Extract the lines running from the line with "the front step." to the line with "[(562, 304)]", inclusive, and reproduce them verbatim.
-- Begin Material for this exercise --
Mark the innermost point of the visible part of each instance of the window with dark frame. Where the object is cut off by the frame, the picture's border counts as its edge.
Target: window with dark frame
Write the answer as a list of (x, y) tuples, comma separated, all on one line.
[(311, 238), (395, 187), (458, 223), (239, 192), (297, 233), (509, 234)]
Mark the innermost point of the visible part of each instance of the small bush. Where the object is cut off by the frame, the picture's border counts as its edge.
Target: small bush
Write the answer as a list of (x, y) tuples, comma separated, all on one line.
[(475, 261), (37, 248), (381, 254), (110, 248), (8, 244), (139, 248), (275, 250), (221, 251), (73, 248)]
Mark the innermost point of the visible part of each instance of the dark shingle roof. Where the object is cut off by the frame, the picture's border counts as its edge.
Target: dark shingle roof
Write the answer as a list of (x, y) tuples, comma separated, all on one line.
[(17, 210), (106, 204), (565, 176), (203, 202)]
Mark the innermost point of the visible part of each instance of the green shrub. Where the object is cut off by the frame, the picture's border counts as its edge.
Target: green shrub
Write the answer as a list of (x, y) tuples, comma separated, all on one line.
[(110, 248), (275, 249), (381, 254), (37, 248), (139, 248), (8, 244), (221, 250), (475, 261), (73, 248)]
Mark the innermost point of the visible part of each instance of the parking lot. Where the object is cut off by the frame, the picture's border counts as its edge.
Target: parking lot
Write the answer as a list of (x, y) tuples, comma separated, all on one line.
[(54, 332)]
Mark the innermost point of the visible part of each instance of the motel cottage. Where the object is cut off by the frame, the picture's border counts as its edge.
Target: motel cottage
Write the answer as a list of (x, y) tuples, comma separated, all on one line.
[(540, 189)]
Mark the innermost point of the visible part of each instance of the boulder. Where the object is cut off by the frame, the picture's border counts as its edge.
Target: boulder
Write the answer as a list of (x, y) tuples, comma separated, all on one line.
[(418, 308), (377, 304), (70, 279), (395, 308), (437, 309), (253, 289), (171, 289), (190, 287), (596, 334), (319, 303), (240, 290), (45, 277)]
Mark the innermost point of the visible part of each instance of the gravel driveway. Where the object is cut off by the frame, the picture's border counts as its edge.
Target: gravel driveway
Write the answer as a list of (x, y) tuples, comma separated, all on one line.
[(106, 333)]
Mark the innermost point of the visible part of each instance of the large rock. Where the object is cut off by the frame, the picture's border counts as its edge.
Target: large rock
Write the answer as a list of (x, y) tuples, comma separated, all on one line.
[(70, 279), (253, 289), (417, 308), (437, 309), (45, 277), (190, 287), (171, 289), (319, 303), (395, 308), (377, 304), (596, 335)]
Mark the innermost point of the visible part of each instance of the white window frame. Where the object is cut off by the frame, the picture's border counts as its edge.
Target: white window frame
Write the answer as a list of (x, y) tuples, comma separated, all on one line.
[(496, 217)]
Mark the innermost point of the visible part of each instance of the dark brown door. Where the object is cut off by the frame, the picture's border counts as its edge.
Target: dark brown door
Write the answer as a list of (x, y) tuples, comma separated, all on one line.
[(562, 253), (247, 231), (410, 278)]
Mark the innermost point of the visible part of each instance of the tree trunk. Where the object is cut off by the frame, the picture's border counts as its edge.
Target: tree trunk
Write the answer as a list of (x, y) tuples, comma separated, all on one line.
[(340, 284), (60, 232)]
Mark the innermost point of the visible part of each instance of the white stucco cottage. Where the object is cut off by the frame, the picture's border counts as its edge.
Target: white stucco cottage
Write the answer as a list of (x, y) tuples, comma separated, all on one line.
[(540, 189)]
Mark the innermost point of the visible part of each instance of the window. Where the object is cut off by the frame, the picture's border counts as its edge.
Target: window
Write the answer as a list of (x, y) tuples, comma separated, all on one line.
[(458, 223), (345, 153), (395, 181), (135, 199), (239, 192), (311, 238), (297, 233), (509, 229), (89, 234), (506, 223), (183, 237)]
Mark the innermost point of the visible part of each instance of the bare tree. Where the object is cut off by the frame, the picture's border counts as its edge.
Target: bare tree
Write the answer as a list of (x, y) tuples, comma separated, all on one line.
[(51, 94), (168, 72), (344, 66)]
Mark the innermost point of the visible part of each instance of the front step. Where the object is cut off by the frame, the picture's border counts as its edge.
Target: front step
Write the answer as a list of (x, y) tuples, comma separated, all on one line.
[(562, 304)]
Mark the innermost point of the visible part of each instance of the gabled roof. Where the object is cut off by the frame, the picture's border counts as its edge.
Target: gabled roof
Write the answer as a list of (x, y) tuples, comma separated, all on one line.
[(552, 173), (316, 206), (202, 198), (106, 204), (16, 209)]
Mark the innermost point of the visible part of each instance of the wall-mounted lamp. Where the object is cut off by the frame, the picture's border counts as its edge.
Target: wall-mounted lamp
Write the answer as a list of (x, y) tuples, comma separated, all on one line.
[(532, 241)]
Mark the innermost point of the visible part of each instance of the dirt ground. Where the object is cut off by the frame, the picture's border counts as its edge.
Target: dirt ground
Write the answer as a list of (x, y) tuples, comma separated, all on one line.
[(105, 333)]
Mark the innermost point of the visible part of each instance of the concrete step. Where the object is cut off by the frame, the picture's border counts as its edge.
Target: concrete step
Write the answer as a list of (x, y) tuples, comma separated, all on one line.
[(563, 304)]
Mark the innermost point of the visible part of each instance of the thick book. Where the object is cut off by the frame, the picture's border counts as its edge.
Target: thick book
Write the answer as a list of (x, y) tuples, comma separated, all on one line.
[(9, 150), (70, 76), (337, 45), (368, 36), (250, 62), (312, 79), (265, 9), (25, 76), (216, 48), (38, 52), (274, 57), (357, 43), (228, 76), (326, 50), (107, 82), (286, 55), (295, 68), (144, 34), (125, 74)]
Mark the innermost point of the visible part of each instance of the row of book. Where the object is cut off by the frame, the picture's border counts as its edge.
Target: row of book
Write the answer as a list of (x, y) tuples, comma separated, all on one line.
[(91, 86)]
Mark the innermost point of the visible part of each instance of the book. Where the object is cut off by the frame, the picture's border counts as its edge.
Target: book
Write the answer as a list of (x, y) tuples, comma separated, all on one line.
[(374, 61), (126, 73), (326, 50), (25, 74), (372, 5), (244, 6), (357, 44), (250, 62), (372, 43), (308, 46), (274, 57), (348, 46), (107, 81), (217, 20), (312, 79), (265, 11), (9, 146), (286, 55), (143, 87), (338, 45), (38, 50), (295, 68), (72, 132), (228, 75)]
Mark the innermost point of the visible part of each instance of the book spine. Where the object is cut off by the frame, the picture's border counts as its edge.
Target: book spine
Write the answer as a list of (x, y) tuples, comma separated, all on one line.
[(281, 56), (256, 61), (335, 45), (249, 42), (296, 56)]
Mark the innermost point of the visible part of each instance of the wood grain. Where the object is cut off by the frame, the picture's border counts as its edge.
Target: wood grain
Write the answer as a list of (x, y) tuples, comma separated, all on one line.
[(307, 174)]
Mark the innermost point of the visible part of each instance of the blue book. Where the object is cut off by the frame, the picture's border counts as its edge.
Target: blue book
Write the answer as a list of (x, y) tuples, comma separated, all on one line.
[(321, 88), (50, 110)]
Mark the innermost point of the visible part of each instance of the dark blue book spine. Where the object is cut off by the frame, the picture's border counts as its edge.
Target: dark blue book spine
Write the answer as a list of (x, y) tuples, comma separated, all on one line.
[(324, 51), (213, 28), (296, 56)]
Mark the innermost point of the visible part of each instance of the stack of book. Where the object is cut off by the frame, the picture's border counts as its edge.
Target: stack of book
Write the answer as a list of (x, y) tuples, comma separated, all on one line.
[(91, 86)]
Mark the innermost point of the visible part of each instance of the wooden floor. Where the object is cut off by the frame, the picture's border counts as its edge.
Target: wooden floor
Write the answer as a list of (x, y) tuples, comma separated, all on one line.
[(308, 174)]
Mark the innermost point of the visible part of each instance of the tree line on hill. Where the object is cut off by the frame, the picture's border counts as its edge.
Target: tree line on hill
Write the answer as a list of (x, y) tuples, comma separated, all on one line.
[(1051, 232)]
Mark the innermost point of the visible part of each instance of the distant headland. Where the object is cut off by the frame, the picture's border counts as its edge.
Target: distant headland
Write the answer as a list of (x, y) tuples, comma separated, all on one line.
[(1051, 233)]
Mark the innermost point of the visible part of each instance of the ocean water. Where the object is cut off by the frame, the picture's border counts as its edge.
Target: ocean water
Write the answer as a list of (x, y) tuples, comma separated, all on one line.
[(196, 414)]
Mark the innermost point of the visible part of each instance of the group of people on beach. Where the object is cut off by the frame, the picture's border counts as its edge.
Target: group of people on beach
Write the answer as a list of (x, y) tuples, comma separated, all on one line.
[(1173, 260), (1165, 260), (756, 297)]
-- End Material for this exercise --
-- Begin Material for this exercise --
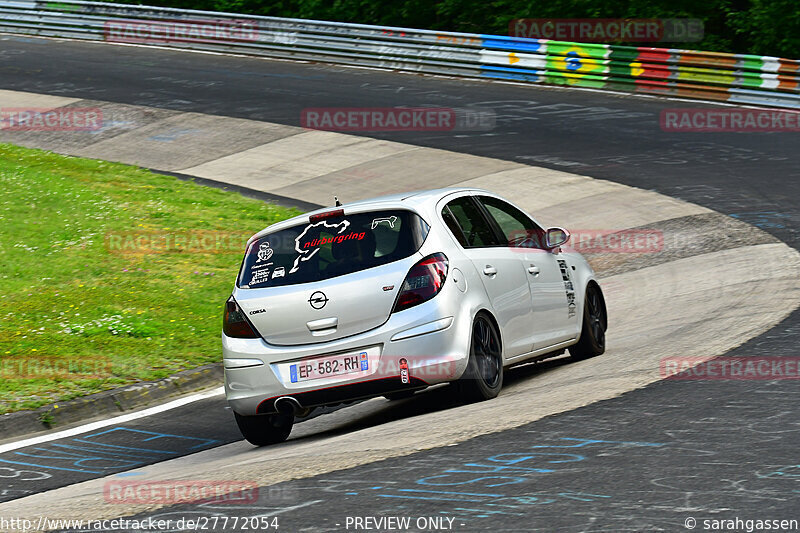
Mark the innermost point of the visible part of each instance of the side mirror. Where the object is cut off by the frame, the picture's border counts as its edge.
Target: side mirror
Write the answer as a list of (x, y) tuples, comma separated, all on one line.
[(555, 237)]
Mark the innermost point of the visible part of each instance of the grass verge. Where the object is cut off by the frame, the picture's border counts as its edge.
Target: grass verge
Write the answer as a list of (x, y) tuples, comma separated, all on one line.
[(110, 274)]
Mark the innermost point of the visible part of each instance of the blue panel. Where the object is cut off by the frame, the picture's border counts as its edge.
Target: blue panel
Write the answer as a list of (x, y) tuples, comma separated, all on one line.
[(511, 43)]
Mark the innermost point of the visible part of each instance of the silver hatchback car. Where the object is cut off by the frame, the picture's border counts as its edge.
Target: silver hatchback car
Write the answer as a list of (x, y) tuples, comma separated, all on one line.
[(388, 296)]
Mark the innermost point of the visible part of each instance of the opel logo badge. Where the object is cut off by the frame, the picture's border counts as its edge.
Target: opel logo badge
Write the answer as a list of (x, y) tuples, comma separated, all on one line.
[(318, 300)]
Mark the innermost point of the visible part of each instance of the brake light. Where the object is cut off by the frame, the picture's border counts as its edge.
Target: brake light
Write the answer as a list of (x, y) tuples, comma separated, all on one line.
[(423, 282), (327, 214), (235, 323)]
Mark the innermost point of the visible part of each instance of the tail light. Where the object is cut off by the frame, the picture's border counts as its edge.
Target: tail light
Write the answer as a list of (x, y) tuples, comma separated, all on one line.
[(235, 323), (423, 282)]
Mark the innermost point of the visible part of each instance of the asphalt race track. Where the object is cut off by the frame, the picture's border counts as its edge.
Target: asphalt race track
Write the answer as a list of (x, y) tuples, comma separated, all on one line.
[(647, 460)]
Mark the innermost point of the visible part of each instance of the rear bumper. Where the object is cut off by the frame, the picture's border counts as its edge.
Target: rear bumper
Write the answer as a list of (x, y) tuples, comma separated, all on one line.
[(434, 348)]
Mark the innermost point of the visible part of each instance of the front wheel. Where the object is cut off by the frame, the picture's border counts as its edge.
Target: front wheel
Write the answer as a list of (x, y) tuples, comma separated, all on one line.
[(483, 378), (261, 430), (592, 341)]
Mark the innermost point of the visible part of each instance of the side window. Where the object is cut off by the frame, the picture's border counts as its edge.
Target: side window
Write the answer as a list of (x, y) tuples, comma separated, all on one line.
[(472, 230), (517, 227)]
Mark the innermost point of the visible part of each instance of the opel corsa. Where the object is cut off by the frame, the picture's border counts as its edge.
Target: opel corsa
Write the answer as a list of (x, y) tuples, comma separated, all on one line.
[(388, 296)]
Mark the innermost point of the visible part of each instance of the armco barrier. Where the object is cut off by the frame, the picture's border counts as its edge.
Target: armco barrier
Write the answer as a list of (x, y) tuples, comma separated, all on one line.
-- End Material for this exercise --
= Answer for the task =
Mark the innermost point of the visible part of each instance of the front step. Where the object is cut off by the frame, the picture's border counts as its edge.
Target: front step
Write the answer as a list of (x, y) tuples, comma separated, all on one line.
[(562, 304)]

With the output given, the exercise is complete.